*Excerpted records*.
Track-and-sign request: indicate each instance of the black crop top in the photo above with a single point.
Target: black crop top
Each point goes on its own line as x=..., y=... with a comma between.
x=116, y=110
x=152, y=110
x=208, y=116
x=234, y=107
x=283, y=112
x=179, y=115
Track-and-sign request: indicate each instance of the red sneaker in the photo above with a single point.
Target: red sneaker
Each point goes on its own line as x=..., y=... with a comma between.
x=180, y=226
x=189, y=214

...

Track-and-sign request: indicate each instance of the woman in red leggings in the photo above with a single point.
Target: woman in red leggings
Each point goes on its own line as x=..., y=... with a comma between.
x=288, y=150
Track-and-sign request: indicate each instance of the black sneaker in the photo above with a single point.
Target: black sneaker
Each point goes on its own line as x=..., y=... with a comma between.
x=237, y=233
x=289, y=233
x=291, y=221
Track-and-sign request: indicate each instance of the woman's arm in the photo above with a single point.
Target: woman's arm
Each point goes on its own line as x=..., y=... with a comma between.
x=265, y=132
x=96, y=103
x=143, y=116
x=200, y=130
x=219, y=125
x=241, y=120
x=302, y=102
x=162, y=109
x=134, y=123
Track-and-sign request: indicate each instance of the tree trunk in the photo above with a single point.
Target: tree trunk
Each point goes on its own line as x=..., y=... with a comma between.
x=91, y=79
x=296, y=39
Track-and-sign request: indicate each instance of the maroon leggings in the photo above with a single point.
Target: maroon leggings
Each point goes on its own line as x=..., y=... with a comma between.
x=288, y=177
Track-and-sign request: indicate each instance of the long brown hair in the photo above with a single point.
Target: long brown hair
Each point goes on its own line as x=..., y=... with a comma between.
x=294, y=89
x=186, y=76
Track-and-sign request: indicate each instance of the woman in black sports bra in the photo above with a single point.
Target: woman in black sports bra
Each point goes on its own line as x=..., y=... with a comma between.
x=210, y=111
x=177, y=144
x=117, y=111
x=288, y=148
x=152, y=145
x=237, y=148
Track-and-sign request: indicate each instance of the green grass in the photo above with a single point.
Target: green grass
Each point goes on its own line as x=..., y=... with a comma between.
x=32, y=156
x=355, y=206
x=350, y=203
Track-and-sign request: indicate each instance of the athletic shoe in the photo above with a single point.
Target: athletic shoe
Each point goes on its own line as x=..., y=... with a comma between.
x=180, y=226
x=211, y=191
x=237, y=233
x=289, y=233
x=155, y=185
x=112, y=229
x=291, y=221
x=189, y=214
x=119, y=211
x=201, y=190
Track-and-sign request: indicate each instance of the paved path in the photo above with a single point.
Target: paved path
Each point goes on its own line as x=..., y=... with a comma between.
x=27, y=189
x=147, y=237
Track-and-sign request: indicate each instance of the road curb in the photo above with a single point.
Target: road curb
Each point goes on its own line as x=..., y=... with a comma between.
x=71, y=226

*Set exercise*. Rewrite the stretch from "Track-and-sign request: indicate each instance of the road" through "x=71, y=226" with "road curb" renamed to "sidewalk edge" and nothing else changed.

*Correct response*.
Track-and-sign request: indicate each instance of the sidewalk edge in the photo above with a single point.
Target: sidewalk edge
Each point goes on its own line as x=..., y=... with a comma between.
x=71, y=226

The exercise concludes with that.